> **The problem**
What is needed is the full listing written out exactly, minus the pictures.

> **Record excerpts**

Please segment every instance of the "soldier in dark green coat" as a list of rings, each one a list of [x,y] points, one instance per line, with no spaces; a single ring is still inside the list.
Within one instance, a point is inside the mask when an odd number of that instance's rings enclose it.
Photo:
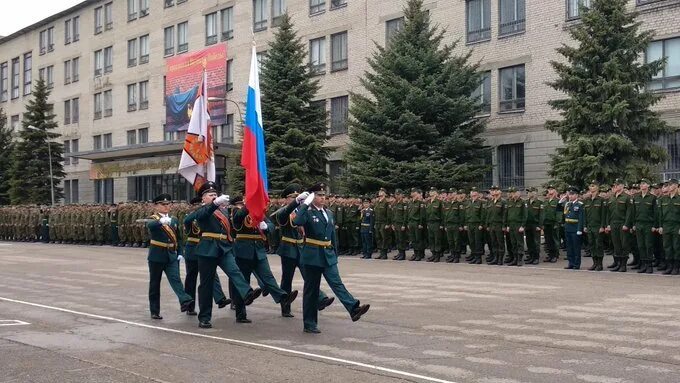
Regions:
[[[522,266],[524,264],[524,231],[527,226],[529,206],[521,198],[521,192],[517,188],[510,187],[508,192],[510,198],[505,209],[505,230],[514,255],[510,266]]]
[[[607,212],[606,232],[611,235],[612,246],[614,247],[614,263],[608,266],[611,271],[626,272],[626,262],[628,262],[628,240],[626,234],[630,231],[632,222],[633,201],[628,194],[623,191],[624,182],[616,179],[612,185],[612,197],[609,201],[609,211]]]
[[[423,192],[418,188],[411,189],[411,203],[408,207],[408,231],[413,255],[409,261],[420,261],[425,258],[425,202]]]
[[[169,194],[161,194],[154,198],[156,213],[151,216],[152,220],[146,227],[151,238],[149,247],[149,308],[152,319],[163,319],[161,311],[161,277],[163,272],[170,282],[170,287],[177,295],[181,311],[185,312],[193,303],[189,294],[184,292],[182,279],[179,276],[179,262],[181,255],[177,246],[177,219],[170,217],[170,205],[172,197]]]
[[[378,200],[373,204],[373,211],[375,214],[375,243],[380,252],[377,259],[387,259],[387,252],[390,247],[387,235],[387,230],[390,227],[389,210],[390,204],[387,201],[387,191],[384,188],[380,188],[378,191]]]
[[[455,188],[449,190],[449,195],[449,200],[444,203],[444,230],[450,252],[449,256],[446,257],[446,262],[458,263],[460,262],[460,238],[463,233],[463,213],[465,210]]]
[[[442,257],[442,230],[443,210],[442,201],[436,188],[430,188],[430,200],[425,208],[427,222],[427,242],[432,254],[427,258],[428,262],[439,262]]]
[[[581,201],[586,221],[583,231],[588,237],[590,254],[593,257],[593,265],[588,270],[602,271],[602,260],[604,258],[603,235],[607,205],[599,195],[600,184],[596,180],[590,182],[588,191],[589,193]]]
[[[633,198],[633,231],[640,254],[638,273],[654,273],[654,233],[657,230],[656,196],[649,190],[648,179],[640,180],[640,193]]]
[[[538,265],[541,257],[541,231],[543,231],[545,206],[543,201],[537,198],[537,193],[538,189],[535,187],[527,189],[527,225],[524,232],[527,238],[529,252],[527,264],[529,265]]]
[[[491,257],[489,257],[487,264],[503,265],[507,201],[501,198],[501,191],[498,186],[491,186],[490,191],[491,199],[487,201],[485,226],[491,236],[491,242],[489,243]]]
[[[543,236],[545,238],[546,256],[544,262],[557,262],[560,256],[559,226],[562,222],[562,207],[557,197],[555,185],[547,187],[545,214],[543,216]]]
[[[463,228],[468,233],[470,260],[468,263],[481,264],[484,253],[484,201],[479,198],[476,187],[470,189],[470,200],[464,204]]]
[[[664,274],[678,275],[680,274],[680,195],[678,195],[678,180],[668,180],[664,189],[665,195],[658,201],[658,232],[663,239],[667,263]]]
[[[397,255],[392,259],[403,261],[406,259],[408,246],[408,203],[404,201],[404,192],[401,189],[394,191],[394,203],[390,216],[397,246]]]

> **Answer for this exercise**
Please segment every instance of the "soldier in dark green coat" as a list of rings, each one a list of [x,y] points, one instance per line, with no spaces; a single ring is still inside the list.
Within one instance, a point is inside the mask when an odd number of that instance's rings enclose it.
Photo:
Regions:
[[[522,266],[524,264],[524,231],[527,226],[529,206],[521,198],[521,192],[517,188],[510,187],[508,192],[510,198],[505,209],[505,230],[514,255],[510,266]]]
[[[607,212],[606,232],[611,235],[612,246],[614,247],[614,263],[608,266],[611,271],[626,272],[626,262],[628,262],[628,240],[626,234],[630,231],[632,222],[633,201],[628,194],[623,191],[624,182],[616,179],[612,185],[612,197],[609,201],[609,211]]]
[[[423,192],[418,188],[411,189],[411,203],[408,207],[408,231],[413,255],[409,261],[420,261],[425,258],[425,202]]]
[[[169,194],[161,194],[154,198],[156,213],[151,216],[152,220],[146,227],[151,238],[149,247],[149,308],[152,319],[163,319],[161,311],[161,277],[163,272],[170,282],[170,287],[177,295],[181,311],[185,312],[193,303],[189,294],[184,292],[182,279],[179,276],[179,262],[181,255],[177,246],[177,219],[170,217],[170,205],[172,197]]]
[[[378,200],[373,204],[373,211],[375,214],[375,243],[380,252],[377,259],[387,259],[387,252],[390,247],[387,235],[387,230],[390,227],[389,210],[390,204],[387,201],[387,191],[384,188],[380,188],[378,191]]]
[[[455,188],[449,190],[449,195],[449,200],[444,203],[444,230],[450,252],[449,256],[446,257],[446,262],[458,263],[460,262],[460,238],[463,233],[463,213],[465,210]]]
[[[442,257],[442,230],[443,210],[442,201],[436,188],[430,188],[430,200],[425,208],[427,222],[427,242],[432,254],[427,258],[428,262],[439,262]]]
[[[581,201],[586,221],[583,231],[588,237],[590,254],[593,257],[593,265],[588,270],[602,271],[602,260],[604,258],[603,235],[607,205],[599,195],[600,184],[596,180],[590,182],[588,191],[589,193]]]
[[[633,198],[633,231],[640,254],[638,273],[654,273],[654,233],[657,230],[656,196],[649,190],[648,179],[640,180],[640,193]]]
[[[538,265],[541,257],[541,231],[543,231],[545,206],[543,201],[537,198],[537,193],[538,189],[535,187],[527,189],[527,225],[524,232],[527,238],[529,252],[527,264],[529,265]]]
[[[491,257],[489,257],[487,264],[503,265],[507,201],[501,198],[501,191],[498,186],[491,186],[490,191],[491,199],[487,201],[485,226],[491,236],[491,242],[489,243]]]
[[[543,236],[545,238],[546,256],[544,262],[557,262],[560,256],[559,226],[562,222],[562,207],[557,197],[555,185],[547,187],[545,214],[543,216]]]
[[[463,228],[468,233],[470,260],[468,263],[481,264],[484,253],[484,201],[479,198],[476,187],[470,189],[470,200],[464,204]]]
[[[664,274],[678,275],[680,274],[680,195],[678,195],[678,180],[668,180],[664,189],[665,195],[658,201],[658,232],[663,239],[667,263]]]
[[[397,255],[392,259],[403,261],[406,259],[408,246],[408,203],[404,201],[404,192],[401,189],[394,191],[394,203],[390,216],[397,246]]]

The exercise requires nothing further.